## Excerpts from a detection dataset
#####
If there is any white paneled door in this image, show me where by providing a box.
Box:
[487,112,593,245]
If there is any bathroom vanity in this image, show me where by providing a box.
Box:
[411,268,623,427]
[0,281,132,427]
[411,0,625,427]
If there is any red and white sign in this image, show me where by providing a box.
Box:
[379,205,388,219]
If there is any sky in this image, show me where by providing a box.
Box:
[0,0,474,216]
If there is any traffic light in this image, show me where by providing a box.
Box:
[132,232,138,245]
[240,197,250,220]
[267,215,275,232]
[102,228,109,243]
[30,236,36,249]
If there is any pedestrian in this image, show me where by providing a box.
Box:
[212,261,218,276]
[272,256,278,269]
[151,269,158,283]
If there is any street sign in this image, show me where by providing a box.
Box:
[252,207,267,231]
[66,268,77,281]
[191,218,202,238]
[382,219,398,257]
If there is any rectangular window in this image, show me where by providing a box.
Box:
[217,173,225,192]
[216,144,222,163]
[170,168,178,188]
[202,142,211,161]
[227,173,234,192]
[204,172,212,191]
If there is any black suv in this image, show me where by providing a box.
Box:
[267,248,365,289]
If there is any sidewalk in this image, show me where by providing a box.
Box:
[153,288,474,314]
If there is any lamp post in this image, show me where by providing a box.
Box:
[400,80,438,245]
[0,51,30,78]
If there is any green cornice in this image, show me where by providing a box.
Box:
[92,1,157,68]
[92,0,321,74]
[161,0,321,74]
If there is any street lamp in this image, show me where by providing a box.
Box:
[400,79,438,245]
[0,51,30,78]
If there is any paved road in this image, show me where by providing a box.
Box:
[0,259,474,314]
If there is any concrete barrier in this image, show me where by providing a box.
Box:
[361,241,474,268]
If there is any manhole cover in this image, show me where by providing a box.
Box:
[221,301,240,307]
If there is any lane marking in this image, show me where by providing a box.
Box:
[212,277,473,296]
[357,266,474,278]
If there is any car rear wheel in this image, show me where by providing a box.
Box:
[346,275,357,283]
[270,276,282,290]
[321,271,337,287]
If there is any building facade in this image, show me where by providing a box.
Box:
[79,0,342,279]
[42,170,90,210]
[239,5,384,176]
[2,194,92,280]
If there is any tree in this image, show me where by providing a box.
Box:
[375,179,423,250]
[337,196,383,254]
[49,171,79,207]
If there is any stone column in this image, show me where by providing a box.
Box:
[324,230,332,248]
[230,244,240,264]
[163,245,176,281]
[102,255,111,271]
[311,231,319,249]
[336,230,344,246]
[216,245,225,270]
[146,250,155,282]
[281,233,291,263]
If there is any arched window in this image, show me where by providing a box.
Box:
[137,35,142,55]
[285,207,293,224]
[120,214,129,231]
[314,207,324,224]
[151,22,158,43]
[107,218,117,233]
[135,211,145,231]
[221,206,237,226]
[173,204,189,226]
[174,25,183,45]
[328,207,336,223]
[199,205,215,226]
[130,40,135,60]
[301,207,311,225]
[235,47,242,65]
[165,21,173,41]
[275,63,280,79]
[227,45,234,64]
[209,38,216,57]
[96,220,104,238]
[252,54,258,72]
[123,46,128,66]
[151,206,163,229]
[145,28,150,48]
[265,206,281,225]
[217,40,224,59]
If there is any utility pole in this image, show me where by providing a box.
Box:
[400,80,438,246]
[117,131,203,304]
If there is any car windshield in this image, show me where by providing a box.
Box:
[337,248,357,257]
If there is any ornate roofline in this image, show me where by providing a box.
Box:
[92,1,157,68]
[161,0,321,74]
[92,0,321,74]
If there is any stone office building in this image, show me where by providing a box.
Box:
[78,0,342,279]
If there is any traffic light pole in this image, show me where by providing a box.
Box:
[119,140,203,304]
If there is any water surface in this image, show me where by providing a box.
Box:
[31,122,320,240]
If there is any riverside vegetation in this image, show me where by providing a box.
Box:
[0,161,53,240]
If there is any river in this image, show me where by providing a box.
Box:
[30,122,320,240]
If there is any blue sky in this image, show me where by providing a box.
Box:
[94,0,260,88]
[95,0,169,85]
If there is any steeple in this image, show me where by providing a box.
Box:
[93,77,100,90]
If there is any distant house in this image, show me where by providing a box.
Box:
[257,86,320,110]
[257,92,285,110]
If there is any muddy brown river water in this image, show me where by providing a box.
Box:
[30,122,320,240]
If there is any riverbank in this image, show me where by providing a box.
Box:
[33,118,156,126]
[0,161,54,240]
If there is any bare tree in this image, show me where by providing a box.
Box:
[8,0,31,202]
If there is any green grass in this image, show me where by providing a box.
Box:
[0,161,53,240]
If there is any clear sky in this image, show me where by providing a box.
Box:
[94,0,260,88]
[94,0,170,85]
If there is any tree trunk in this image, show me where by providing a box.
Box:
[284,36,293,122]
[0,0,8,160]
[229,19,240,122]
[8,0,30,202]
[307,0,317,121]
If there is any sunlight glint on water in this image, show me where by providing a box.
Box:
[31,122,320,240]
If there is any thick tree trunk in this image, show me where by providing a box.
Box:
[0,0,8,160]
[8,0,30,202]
#####
## WHAT THE TASK REQUIRES
Rewrite the rows above, substituting "giving a bounding box" for each "providing a box" and leaving everything else unchanged.

## WRITTEN SOLUTION
If there is any white paneled door in this image, show me where by giving a bounding box.
Box:
[487,112,593,245]
If there is any bathroom vanity in this image, show me where by giving a bounding box.
Box:
[411,268,623,427]
[0,281,132,427]
[411,0,625,427]
If there is any red and white sign in this image, show me where by giving a bounding box.
Box:
[379,205,388,219]
If there is any sky in this image, show me where by giving a bounding box.
Box:
[0,0,474,216]
If there is any traffic light in this image, show me where by giving a bounding box.
Box:
[132,232,138,245]
[240,197,250,220]
[267,215,275,232]
[102,228,109,243]
[30,236,36,249]
If there is any pedestrian in this image, show me where by giving a bounding box.
Box:
[212,261,218,276]
[272,256,278,269]
[151,269,158,283]
If there is any street sign in this image, show me where by giving a bounding box.
Box:
[252,207,267,231]
[66,268,77,281]
[191,218,202,238]
[382,219,398,257]
If there is any rectangular window in this image, show me where by giving a bounding box.
Box:
[217,173,225,192]
[216,144,222,163]
[170,168,178,188]
[202,142,211,161]
[227,173,234,192]
[204,172,212,191]
If there is any black suv in this image, show me where by giving a bounding box.
Box:
[267,248,365,289]
If there is any sidewalk in this image, show me where by giving a bounding box.
Box:
[153,288,474,314]
If there is any lamp post in this image, show me where by giving a bounding box.
Box:
[400,80,438,245]
[0,51,30,78]
If there is any green cornice in this image, show me where by giving a bounding box.
Box:
[92,1,157,68]
[92,0,321,74]
[161,0,321,74]
If there is any street lamp in this image, show me where by giving a bounding box.
Box:
[400,79,438,245]
[0,51,30,78]
If there is any paved road in this image, show me where by giving a bounding box.
Box:
[0,259,474,314]
If there is any concrete barrier in this image, show me where by giving a bounding box.
Box:
[361,241,474,268]
If there is any manhole cover in this image, show me where by giving a bounding box.
Box:
[221,301,240,307]
If there is any lane marking in this image, show me where by giving a bounding box.
Box:
[212,277,473,296]
[357,266,474,278]
If there is any car rear wheel in this image, show me where by giving a bounding box.
Box:
[346,275,357,283]
[270,276,282,290]
[321,271,337,287]
If there is any building facade in this image, show me where by giving a bounding box.
Box:
[79,0,342,279]
[42,170,90,210]
[239,5,384,176]
[2,194,92,280]
If there is any tree in this image, show me where by giving a bounding box.
Box:
[375,179,423,250]
[337,196,383,254]
[49,171,79,207]
If there is any stone column in this image, show me where by giving a bounding box.
Box:
[324,230,332,248]
[230,244,240,264]
[163,245,176,281]
[102,255,111,271]
[311,231,319,249]
[336,230,344,246]
[216,245,225,270]
[146,250,155,282]
[281,233,291,263]
If there is any arched window in this image, show me where by giving a bounding box.
Box:
[137,35,142,55]
[285,207,293,224]
[120,214,129,231]
[314,207,324,224]
[151,22,158,43]
[107,218,117,233]
[135,211,145,231]
[221,206,237,226]
[173,204,189,226]
[174,25,183,45]
[328,207,336,223]
[199,205,215,226]
[130,40,135,60]
[301,207,311,225]
[235,47,242,65]
[165,21,173,41]
[275,63,280,79]
[227,45,234,64]
[209,38,216,57]
[96,220,104,238]
[252,54,258,72]
[123,46,128,66]
[151,206,163,229]
[145,28,150,48]
[265,206,281,225]
[217,40,224,59]
If there is any utility pole in this image, show me where by giving a bounding box.
Box:
[400,80,438,246]
[117,131,203,304]
If there is any car windshield in this image, show me where by giving a bounding box.
Box:
[337,248,357,257]
If there is any ornate roofline in this image, show me where by giving a bounding box.
Box:
[92,1,157,68]
[161,0,321,74]
[92,0,321,74]
If there is any stone office building in this image, show me where by giving a bounding box.
Box:
[78,0,342,279]
If there is any traffic light pole in this image, show me where by giving a bounding box.
Box:
[119,140,203,304]
If there is any water surface in this image, show me where by giving a bounding box.
Box:
[31,122,320,240]
If there is any riverside vegetation in this image, show me where by giving a bounding box.
Box:
[0,161,53,240]
If there is any river in this image, show me where by giving a bounding box.
Box:
[30,122,320,240]
If there is any blue sky in this image, show me where by giving a bounding box.
Box:
[94,0,260,88]
[95,0,169,85]
If there is any steeple in this image, show me where by giving a bounding box.
Box:
[93,77,100,90]
If there is any distant house in this image, show me where by giving a bounding box.
Box:
[257,86,320,110]
[257,92,285,110]
If there is any muddy brown river water in this image, show me where by giving a bounding box.
Box:
[30,122,320,240]
If there is any riverbank in this image, show me where by giving a bounding box.
Box:
[33,118,156,126]
[0,161,54,240]
If there is any bare tree in this image, show me where by giving a bounding box.
Box:
[8,0,31,202]
If there is any green grass in this image, show me where by giving a bounding box.
Box:
[0,161,53,240]
If there is any clear sky in this image, show me where by giving a bounding box.
Box:
[94,0,260,88]
[94,0,170,85]
If there is any tree trunk in this image, show me where by giving a bounding box.
Box:
[284,36,293,122]
[0,0,8,160]
[229,19,240,122]
[8,0,30,202]
[307,0,317,121]
If there is any sunlight glint on water in this image, show me where by giving a bounding box.
Box:
[31,122,320,240]
If there is any thick tree trunk in this image, show me where by giving a bounding box.
Box:
[0,0,8,160]
[8,0,30,202]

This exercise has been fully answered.